[Your objective] Repeat, line for line, only the span that opens at the "If you could tag each instance of the green onion" line and closes at the final line below. Skip the pictures.

Data to process START

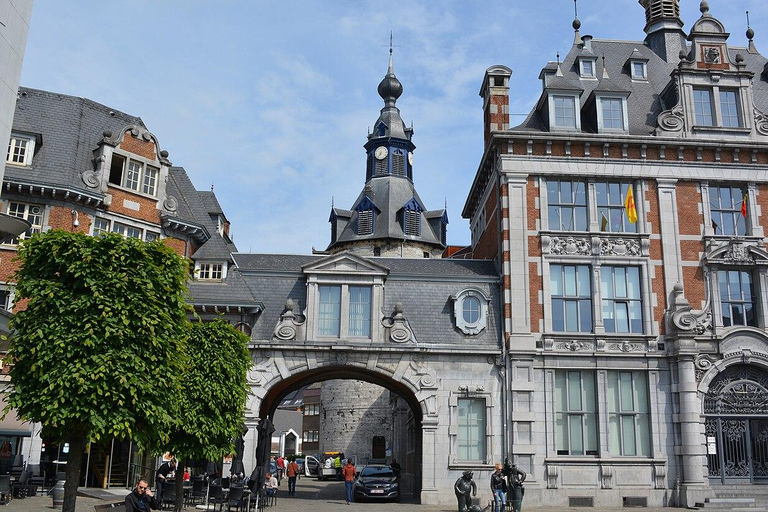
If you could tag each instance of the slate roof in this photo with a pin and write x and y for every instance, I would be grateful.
(70, 128)
(424, 286)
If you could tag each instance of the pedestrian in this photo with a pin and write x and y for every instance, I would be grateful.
(293, 472)
(163, 473)
(141, 498)
(499, 489)
(349, 479)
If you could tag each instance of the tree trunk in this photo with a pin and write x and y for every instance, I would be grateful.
(179, 484)
(75, 459)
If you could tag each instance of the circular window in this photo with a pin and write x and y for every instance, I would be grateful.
(471, 310)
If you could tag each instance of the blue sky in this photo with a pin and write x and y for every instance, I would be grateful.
(271, 101)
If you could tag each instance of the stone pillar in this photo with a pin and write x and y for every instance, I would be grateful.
(429, 458)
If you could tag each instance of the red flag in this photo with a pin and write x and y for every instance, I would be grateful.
(744, 207)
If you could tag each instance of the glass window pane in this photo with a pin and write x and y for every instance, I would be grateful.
(627, 393)
(574, 391)
(628, 435)
(576, 435)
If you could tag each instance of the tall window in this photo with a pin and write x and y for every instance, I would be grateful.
(365, 222)
(702, 104)
(628, 420)
(611, 213)
(360, 311)
(330, 310)
(565, 111)
(737, 298)
(729, 109)
(622, 306)
(412, 222)
(19, 150)
(726, 205)
(32, 213)
(567, 205)
(210, 272)
(575, 413)
(613, 113)
(571, 298)
(471, 429)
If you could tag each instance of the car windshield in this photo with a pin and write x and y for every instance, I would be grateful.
(383, 472)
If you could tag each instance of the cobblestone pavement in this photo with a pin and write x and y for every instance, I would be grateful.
(311, 496)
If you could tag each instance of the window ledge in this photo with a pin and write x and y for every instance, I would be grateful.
(131, 191)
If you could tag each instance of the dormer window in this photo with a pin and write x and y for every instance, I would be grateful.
(587, 68)
(563, 112)
(612, 113)
(133, 175)
(20, 150)
(210, 272)
(639, 70)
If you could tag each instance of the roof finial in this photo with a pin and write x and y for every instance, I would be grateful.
(750, 35)
(576, 24)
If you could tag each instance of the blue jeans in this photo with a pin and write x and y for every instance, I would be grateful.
(348, 488)
(499, 500)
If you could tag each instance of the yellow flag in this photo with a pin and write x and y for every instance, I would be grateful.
(629, 205)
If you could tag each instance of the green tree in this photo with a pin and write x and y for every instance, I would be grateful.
(96, 350)
(213, 395)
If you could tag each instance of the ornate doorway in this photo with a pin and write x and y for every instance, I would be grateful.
(736, 425)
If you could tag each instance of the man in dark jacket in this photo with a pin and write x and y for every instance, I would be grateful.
(141, 499)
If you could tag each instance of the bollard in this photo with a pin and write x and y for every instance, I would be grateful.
(58, 495)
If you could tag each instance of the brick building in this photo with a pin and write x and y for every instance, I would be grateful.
(636, 349)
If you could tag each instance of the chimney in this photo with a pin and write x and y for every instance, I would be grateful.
(495, 94)
(664, 28)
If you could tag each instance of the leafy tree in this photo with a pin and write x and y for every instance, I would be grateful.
(96, 350)
(213, 395)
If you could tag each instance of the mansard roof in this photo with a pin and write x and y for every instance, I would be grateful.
(423, 286)
(68, 129)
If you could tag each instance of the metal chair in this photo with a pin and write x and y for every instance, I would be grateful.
(5, 489)
(235, 498)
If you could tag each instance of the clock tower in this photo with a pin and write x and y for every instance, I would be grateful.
(388, 218)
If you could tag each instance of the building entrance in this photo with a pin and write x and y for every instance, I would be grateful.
(736, 426)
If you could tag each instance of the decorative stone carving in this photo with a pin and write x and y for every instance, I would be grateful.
(170, 204)
(398, 327)
(570, 246)
(761, 122)
(703, 364)
(683, 318)
(606, 477)
(574, 346)
(619, 247)
(91, 179)
(551, 475)
(672, 120)
(626, 346)
(289, 326)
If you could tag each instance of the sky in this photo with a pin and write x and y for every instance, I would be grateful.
(270, 102)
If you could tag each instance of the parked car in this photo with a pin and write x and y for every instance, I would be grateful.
(311, 465)
(377, 481)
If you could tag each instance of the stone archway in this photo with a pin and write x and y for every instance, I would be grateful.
(279, 372)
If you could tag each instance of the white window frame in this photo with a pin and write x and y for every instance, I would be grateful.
(29, 151)
(643, 75)
(601, 128)
(145, 184)
(470, 392)
(553, 126)
(204, 270)
(31, 211)
(459, 301)
(583, 73)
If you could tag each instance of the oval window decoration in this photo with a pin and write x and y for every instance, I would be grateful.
(470, 308)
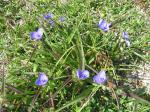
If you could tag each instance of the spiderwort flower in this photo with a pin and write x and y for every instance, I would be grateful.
(100, 78)
(48, 16)
(52, 23)
(62, 19)
(37, 35)
(103, 25)
(126, 38)
(82, 74)
(42, 79)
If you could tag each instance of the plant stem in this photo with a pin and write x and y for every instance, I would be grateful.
(81, 54)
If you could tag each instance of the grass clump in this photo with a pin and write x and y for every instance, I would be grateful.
(76, 42)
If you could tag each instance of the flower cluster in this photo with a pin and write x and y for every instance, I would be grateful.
(37, 35)
(50, 18)
(100, 78)
(42, 79)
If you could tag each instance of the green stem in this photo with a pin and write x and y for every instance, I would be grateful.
(81, 54)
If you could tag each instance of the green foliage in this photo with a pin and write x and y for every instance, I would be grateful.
(59, 51)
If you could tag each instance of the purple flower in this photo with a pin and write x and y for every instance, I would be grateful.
(37, 35)
(42, 79)
(62, 19)
(48, 16)
(82, 74)
(100, 78)
(103, 25)
(126, 38)
(52, 23)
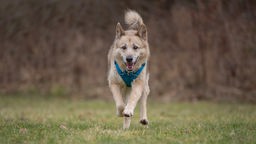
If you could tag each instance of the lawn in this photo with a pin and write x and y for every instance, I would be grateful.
(37, 119)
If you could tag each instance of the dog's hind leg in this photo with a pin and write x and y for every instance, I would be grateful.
(127, 122)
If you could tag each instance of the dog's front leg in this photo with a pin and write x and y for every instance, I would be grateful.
(135, 95)
(116, 91)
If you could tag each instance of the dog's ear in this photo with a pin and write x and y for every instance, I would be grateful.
(119, 31)
(142, 32)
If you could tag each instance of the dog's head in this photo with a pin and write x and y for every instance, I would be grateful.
(131, 46)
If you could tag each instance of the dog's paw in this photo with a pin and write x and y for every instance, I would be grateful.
(128, 112)
(144, 121)
(119, 110)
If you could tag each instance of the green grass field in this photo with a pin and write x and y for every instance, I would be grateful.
(58, 120)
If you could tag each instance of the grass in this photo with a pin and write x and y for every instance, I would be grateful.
(56, 120)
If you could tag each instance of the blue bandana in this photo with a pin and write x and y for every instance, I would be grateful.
(128, 77)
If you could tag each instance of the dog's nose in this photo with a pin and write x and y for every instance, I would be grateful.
(129, 59)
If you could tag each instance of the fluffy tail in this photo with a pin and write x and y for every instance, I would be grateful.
(133, 19)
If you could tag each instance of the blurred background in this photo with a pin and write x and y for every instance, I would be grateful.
(200, 50)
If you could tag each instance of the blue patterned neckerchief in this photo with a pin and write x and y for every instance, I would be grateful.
(128, 77)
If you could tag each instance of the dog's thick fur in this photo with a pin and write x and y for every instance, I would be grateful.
(131, 43)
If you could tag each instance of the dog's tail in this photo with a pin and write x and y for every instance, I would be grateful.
(133, 19)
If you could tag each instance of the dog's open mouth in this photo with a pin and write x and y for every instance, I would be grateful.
(130, 66)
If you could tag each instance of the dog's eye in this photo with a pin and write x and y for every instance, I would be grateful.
(135, 47)
(124, 47)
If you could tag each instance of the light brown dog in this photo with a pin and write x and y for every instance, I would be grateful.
(129, 54)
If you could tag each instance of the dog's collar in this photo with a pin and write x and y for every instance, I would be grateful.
(128, 77)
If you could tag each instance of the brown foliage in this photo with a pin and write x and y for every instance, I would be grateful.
(200, 49)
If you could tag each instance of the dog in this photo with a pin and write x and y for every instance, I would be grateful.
(128, 74)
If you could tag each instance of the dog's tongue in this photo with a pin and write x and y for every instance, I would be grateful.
(129, 66)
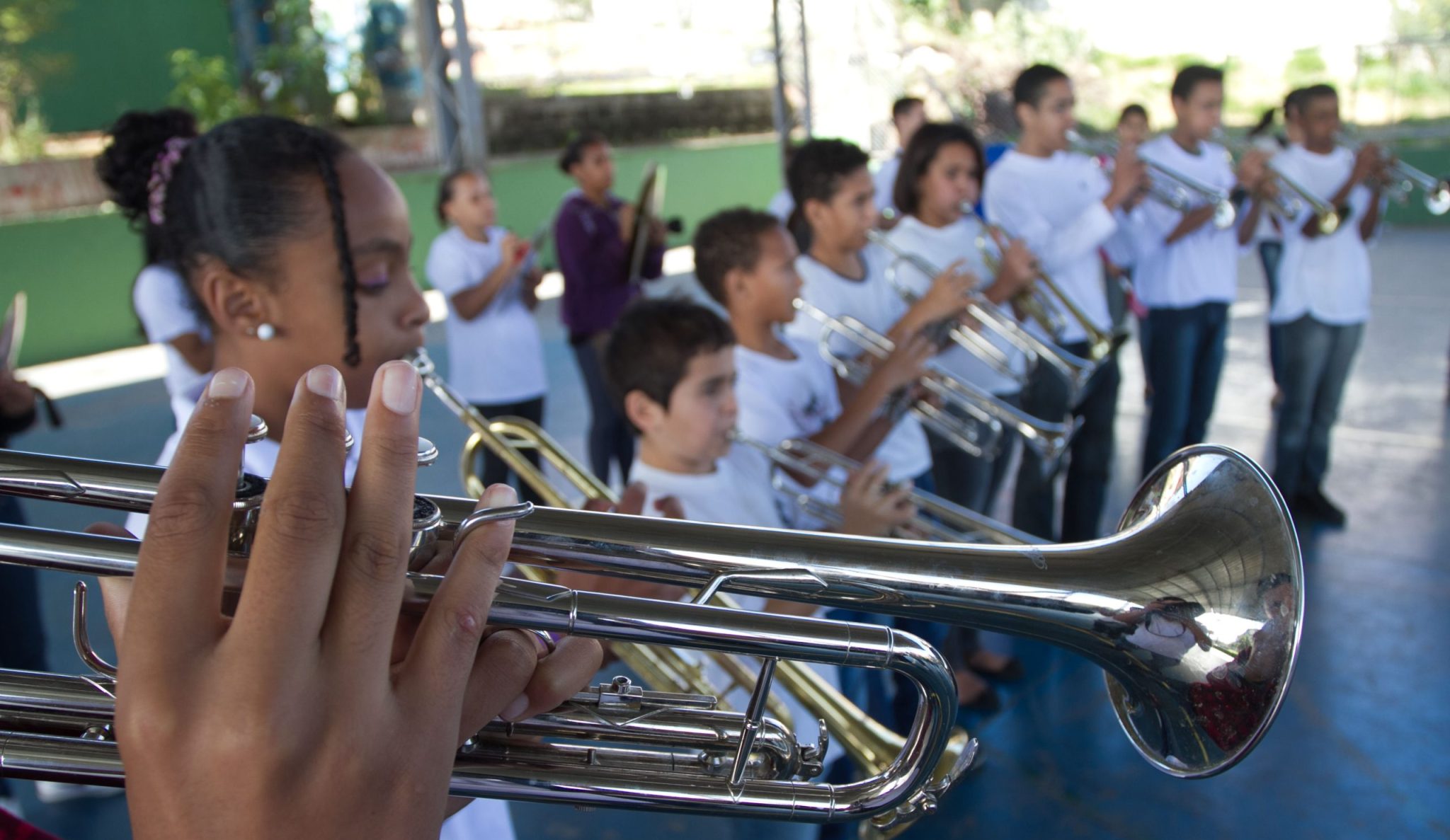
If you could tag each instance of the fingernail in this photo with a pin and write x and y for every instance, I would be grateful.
(228, 384)
(401, 387)
(515, 708)
(325, 381)
(501, 495)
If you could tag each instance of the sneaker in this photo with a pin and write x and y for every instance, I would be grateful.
(52, 793)
(1315, 505)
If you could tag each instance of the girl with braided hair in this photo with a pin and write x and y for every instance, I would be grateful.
(296, 250)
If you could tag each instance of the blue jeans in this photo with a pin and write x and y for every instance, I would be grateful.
(1185, 359)
(1090, 456)
(1317, 359)
(611, 441)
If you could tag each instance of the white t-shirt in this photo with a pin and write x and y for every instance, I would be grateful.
(787, 398)
(782, 205)
(1056, 206)
(942, 246)
(498, 357)
(479, 819)
(737, 493)
(1198, 268)
(1325, 277)
(167, 312)
(874, 303)
(885, 180)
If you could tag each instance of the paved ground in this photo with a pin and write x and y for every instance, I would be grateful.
(1359, 748)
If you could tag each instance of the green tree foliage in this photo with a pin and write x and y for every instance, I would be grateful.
(289, 76)
(21, 71)
(1306, 67)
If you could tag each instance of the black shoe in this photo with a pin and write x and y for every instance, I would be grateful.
(1317, 506)
(985, 703)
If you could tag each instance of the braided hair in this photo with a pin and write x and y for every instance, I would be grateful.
(235, 195)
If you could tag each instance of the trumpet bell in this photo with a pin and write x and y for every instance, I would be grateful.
(1211, 652)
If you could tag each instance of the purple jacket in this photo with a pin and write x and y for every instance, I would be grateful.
(595, 264)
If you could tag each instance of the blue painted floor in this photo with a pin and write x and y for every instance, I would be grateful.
(1361, 748)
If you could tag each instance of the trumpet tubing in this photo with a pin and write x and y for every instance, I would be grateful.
(663, 667)
(1206, 546)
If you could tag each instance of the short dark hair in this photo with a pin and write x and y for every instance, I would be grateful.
(576, 146)
(1194, 76)
(653, 344)
(726, 242)
(1317, 91)
(818, 167)
(1033, 81)
(445, 190)
(903, 106)
(921, 151)
(1294, 100)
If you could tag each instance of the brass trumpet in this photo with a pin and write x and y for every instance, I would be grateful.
(1206, 545)
(869, 743)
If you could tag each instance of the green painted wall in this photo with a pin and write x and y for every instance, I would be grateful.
(77, 271)
(118, 55)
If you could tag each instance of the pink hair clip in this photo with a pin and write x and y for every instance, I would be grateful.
(161, 176)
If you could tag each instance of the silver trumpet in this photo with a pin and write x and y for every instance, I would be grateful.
(641, 749)
(1169, 188)
(1206, 549)
(1403, 180)
(978, 307)
(937, 520)
(975, 430)
(1047, 439)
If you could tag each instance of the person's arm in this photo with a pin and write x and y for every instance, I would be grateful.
(588, 261)
(472, 301)
(309, 611)
(195, 350)
(1366, 163)
(857, 430)
(1018, 213)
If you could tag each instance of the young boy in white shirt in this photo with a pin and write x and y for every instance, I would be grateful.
(672, 365)
(843, 275)
(747, 263)
(1187, 268)
(1063, 206)
(1323, 300)
(495, 351)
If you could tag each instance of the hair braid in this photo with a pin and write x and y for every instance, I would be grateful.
(340, 236)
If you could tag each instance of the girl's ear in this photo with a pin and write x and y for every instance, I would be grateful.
(234, 304)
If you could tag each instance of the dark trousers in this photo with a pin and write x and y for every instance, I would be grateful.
(1185, 359)
(1317, 359)
(1269, 257)
(1090, 456)
(610, 437)
(968, 480)
(495, 471)
(22, 635)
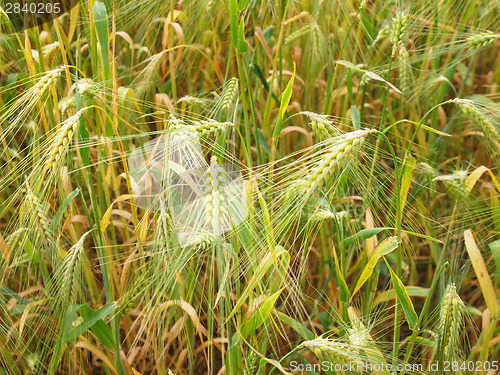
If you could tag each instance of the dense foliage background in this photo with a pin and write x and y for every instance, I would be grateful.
(242, 186)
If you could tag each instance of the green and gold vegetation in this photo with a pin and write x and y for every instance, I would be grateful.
(363, 225)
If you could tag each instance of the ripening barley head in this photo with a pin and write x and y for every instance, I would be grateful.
(336, 153)
(481, 40)
(450, 325)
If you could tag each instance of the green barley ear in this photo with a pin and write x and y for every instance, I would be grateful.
(384, 32)
(332, 350)
(450, 324)
(216, 211)
(321, 126)
(405, 69)
(251, 362)
(481, 40)
(479, 117)
(62, 139)
(229, 95)
(398, 31)
(166, 236)
(324, 214)
(69, 274)
(455, 183)
(26, 103)
(147, 77)
(49, 53)
(32, 212)
(337, 151)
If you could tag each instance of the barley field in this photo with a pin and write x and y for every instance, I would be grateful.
(250, 187)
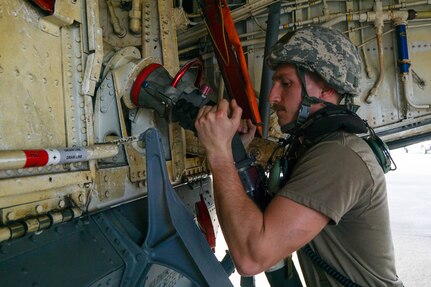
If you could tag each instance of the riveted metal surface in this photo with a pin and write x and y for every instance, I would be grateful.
(30, 72)
(79, 244)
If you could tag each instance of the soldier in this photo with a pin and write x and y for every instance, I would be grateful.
(333, 200)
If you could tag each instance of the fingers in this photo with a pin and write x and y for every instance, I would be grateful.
(252, 127)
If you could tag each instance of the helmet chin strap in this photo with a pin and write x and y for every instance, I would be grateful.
(304, 110)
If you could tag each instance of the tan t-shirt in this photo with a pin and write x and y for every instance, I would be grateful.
(340, 177)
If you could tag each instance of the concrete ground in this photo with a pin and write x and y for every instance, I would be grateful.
(409, 194)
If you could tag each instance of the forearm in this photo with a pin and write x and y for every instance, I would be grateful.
(240, 219)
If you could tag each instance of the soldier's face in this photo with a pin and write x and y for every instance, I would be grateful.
(285, 95)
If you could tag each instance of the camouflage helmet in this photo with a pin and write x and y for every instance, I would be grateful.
(324, 51)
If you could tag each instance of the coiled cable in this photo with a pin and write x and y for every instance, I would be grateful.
(319, 261)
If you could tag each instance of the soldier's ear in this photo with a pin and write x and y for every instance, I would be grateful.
(328, 94)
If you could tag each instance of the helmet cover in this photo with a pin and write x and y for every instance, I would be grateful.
(323, 51)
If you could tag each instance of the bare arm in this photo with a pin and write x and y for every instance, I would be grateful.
(256, 240)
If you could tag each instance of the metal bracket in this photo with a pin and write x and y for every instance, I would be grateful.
(172, 229)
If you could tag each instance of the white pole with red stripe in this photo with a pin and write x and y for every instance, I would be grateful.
(15, 159)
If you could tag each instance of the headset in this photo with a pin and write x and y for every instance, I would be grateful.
(323, 122)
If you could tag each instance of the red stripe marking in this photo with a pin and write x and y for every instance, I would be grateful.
(143, 75)
(35, 157)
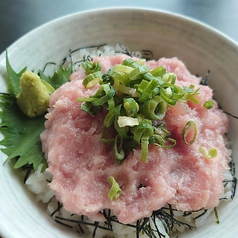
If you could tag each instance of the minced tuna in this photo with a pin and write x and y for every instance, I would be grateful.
(81, 164)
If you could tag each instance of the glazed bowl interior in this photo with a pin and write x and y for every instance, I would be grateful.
(160, 33)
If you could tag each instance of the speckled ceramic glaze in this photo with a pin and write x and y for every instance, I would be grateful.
(165, 34)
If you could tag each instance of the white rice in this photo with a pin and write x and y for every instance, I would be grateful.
(38, 182)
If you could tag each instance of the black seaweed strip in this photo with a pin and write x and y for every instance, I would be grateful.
(137, 228)
(216, 215)
(81, 229)
(236, 117)
(88, 47)
(107, 215)
(61, 223)
(95, 229)
(156, 227)
(28, 172)
(172, 216)
(57, 209)
(200, 214)
(204, 80)
(147, 54)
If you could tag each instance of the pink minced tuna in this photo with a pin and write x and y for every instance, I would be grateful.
(181, 176)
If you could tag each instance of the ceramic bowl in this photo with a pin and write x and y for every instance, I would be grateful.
(165, 35)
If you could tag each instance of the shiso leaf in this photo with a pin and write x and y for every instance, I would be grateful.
(13, 82)
(60, 77)
(21, 133)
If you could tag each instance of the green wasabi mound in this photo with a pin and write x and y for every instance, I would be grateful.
(34, 97)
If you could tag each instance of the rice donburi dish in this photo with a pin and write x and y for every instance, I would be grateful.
(129, 147)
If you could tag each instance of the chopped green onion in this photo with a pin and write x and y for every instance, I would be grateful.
(189, 133)
(208, 104)
(124, 121)
(115, 190)
(211, 153)
(91, 67)
(131, 107)
(155, 108)
(134, 96)
(48, 86)
(92, 79)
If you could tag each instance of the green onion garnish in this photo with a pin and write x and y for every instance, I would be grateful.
(115, 190)
(189, 133)
(134, 97)
(208, 154)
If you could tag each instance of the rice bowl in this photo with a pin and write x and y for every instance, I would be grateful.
(182, 41)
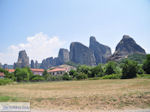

Data to process END

[Expected answer]
If you could tag each instance of the green onion garnish in this photo with a pin and write x and y for every instance, I would be grateful.
(115, 190)
(189, 133)
(134, 97)
(208, 154)
If you could tag each instance of the rice bowl in this photo with a pin and write x and y for every instance, I would be grateful.
(182, 41)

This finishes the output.